WHAT YOU WILL DO: Give back exactly the lines from the one containing "[locate] the man sitting" through the end of the records, including both, and no others.

PROVIDED DATA:

━━━━━━━━━━━━━━━━━━━━━━━━━━━━━━

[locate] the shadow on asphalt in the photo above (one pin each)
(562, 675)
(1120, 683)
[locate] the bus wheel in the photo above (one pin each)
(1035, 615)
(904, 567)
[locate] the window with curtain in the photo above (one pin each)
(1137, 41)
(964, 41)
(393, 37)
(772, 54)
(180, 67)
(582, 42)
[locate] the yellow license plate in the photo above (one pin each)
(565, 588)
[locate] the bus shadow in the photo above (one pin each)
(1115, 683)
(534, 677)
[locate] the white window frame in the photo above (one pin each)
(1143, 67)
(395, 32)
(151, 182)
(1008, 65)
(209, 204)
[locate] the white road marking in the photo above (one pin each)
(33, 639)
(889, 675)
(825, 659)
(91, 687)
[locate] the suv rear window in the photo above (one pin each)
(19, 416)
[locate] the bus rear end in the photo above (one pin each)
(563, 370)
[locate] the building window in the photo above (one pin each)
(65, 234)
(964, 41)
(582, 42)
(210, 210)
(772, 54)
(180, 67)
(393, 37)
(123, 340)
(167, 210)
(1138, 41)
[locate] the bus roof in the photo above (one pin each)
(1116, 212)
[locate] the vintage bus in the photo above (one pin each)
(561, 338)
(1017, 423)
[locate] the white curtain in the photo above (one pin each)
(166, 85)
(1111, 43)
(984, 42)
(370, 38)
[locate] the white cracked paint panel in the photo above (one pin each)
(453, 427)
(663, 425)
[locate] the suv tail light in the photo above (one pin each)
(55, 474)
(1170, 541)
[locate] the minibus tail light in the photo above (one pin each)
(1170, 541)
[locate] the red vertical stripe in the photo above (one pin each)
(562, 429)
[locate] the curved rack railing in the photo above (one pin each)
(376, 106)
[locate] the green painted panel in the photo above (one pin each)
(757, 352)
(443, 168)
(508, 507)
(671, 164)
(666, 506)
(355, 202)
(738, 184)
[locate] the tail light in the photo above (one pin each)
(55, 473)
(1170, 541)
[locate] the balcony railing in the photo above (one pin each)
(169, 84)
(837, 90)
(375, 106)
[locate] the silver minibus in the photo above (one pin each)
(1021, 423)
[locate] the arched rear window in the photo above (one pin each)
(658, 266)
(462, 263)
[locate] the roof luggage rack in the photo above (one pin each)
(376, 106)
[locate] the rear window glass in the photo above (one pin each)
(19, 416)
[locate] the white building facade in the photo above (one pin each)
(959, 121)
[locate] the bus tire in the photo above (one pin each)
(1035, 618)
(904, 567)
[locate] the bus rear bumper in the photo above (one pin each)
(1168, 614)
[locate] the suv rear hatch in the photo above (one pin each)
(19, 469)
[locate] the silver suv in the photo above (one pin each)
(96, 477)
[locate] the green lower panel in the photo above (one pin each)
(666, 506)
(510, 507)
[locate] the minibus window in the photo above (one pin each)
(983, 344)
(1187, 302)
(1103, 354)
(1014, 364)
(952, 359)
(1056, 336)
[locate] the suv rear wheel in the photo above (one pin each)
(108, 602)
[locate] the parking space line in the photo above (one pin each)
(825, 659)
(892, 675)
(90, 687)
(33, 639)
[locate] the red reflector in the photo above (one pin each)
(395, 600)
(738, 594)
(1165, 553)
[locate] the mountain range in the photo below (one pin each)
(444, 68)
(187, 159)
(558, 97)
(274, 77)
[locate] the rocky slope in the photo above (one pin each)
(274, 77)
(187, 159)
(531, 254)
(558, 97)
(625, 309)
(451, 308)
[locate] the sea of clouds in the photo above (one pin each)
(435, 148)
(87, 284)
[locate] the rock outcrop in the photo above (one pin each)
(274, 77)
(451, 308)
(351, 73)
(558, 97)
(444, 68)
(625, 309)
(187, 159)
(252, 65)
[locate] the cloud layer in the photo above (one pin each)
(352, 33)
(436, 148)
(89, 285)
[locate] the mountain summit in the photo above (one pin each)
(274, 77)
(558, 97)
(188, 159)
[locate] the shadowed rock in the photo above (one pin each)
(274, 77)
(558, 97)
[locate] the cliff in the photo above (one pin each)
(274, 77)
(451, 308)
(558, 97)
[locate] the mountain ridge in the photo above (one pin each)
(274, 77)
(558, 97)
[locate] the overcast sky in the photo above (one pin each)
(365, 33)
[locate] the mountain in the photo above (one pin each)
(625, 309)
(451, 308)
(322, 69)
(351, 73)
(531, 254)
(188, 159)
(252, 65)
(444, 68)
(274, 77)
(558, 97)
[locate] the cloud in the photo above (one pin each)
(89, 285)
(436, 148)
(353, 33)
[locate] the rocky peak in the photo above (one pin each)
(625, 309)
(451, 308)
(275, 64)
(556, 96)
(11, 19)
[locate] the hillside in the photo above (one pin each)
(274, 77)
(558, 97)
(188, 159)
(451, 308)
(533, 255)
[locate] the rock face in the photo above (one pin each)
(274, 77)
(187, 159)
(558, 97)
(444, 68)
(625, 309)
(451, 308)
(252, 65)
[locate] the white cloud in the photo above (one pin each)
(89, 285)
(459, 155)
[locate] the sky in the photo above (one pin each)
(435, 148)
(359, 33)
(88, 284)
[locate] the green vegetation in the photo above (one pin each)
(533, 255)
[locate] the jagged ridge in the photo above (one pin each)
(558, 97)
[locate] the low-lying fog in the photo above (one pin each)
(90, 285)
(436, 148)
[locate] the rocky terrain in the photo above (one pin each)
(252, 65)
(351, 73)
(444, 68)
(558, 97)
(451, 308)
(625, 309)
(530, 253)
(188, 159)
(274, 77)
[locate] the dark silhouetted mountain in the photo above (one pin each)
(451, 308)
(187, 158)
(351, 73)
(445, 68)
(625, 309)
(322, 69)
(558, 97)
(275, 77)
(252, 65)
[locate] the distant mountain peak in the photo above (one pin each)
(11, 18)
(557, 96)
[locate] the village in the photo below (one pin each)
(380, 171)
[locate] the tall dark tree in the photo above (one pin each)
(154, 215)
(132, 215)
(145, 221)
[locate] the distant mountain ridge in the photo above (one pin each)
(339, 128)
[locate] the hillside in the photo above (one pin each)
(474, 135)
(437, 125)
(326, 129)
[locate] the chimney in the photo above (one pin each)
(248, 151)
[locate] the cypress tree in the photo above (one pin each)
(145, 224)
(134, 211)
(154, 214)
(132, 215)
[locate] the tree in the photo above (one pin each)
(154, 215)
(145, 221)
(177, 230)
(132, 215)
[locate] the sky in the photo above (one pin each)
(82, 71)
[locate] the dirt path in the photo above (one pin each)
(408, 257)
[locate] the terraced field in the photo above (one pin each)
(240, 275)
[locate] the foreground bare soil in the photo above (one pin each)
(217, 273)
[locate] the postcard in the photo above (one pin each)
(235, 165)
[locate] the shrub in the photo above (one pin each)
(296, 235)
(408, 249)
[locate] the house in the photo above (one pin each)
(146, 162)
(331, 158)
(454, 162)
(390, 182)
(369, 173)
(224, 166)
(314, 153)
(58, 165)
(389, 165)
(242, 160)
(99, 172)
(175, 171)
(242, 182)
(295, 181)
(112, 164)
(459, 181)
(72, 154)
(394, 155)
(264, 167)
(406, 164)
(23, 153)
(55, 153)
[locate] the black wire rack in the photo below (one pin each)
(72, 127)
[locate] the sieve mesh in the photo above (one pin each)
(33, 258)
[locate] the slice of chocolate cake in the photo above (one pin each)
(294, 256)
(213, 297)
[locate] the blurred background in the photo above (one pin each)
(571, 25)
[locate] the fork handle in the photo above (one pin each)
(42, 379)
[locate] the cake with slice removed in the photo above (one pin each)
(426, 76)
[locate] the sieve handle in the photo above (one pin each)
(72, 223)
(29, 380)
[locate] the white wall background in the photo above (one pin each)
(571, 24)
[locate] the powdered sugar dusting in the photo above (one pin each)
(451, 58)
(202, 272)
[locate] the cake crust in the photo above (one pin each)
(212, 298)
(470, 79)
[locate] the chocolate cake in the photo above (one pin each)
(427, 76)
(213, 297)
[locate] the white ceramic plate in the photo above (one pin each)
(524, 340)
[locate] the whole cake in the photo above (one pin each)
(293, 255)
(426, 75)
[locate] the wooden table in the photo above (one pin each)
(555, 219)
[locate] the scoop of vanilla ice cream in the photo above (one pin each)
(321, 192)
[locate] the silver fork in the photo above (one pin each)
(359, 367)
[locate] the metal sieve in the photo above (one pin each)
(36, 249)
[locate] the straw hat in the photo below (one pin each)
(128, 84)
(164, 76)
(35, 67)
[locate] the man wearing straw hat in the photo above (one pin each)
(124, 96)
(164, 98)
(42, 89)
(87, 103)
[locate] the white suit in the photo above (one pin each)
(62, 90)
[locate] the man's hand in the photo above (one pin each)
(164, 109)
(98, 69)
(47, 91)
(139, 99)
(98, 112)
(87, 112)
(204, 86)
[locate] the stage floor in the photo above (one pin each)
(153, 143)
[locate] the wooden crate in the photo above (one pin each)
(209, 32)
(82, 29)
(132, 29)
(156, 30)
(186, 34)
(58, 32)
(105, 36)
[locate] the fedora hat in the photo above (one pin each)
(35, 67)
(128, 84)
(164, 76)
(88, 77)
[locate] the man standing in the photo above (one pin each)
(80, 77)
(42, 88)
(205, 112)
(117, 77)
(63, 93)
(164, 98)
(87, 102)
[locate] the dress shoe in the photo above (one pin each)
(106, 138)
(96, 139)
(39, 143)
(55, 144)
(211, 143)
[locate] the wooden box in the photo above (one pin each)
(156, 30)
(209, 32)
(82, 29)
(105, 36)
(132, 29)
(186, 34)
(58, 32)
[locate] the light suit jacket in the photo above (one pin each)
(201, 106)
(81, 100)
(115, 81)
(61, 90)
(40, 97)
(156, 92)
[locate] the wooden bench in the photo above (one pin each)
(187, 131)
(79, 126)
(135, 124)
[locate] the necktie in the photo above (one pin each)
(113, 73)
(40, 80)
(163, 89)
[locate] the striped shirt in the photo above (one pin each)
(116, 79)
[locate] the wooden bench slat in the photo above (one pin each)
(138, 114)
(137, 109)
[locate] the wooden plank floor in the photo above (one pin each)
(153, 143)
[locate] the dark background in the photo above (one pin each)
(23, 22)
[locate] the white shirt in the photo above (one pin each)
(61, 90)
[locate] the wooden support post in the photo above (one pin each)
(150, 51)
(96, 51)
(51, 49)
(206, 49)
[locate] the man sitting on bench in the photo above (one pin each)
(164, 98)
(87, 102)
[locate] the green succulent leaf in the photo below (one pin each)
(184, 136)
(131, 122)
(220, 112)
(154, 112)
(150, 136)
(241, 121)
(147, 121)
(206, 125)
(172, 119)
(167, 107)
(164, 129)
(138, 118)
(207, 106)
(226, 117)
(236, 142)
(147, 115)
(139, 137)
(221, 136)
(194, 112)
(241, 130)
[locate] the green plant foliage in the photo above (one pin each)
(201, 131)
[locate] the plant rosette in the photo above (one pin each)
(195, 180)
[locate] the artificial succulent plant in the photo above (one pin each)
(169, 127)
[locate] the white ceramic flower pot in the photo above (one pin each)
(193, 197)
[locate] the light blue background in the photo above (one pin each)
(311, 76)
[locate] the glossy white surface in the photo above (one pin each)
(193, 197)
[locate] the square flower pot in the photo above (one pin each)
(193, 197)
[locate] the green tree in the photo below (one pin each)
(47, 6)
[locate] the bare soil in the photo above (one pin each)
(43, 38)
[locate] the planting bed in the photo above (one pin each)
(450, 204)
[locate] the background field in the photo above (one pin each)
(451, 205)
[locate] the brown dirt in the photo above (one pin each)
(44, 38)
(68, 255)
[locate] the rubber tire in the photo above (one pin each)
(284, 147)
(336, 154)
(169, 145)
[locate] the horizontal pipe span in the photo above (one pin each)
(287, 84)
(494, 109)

━━━━━━━━━━━━━━━━━━━━━━━━━━━━━━

SOLUTION FOR THIS PROBLEM:
[locate] the man sitting on bench in the photo above (one pin each)
(164, 98)
(87, 102)
[locate] the green succulent leaf in the photo below (one pin each)
(184, 136)
(131, 122)
(220, 112)
(154, 112)
(150, 136)
(241, 121)
(147, 121)
(206, 125)
(172, 119)
(167, 107)
(164, 129)
(138, 118)
(207, 106)
(226, 117)
(236, 142)
(147, 115)
(139, 137)
(221, 136)
(194, 112)
(241, 130)
[locate] the green plant foliage in the photo above (one pin each)
(201, 131)
[locate] the plant rosette in the photo above (one pin each)
(195, 180)
[locate] the artificial succulent plant in the photo above (one pin each)
(169, 127)
[locate] the white ceramic flower pot in the photo above (one pin each)
(193, 197)
[locate] the light blue background in the photo above (one pin each)
(311, 76)
[locate] the glossy white surface in the photo above (one pin each)
(193, 197)
[locate] the square flower pot in the photo above (one pin each)
(193, 197)
[locate] the green tree in the photo below (one pin each)
(47, 6)
[locate] the bare soil in the photo above (one pin each)
(43, 38)
[locate] the planting bed in the photo above (one pin each)
(450, 204)
[locate] the background field in the photo above (one pin each)
(451, 205)
[locate] the brown dirt in the photo above (one pin each)
(44, 38)
(68, 255)
[locate] the rubber tire in the photo above (one pin each)
(284, 147)
(336, 154)
(169, 145)
[locate] the horizontal pipe span in the photo above (one pin each)
(287, 84)
(494, 109)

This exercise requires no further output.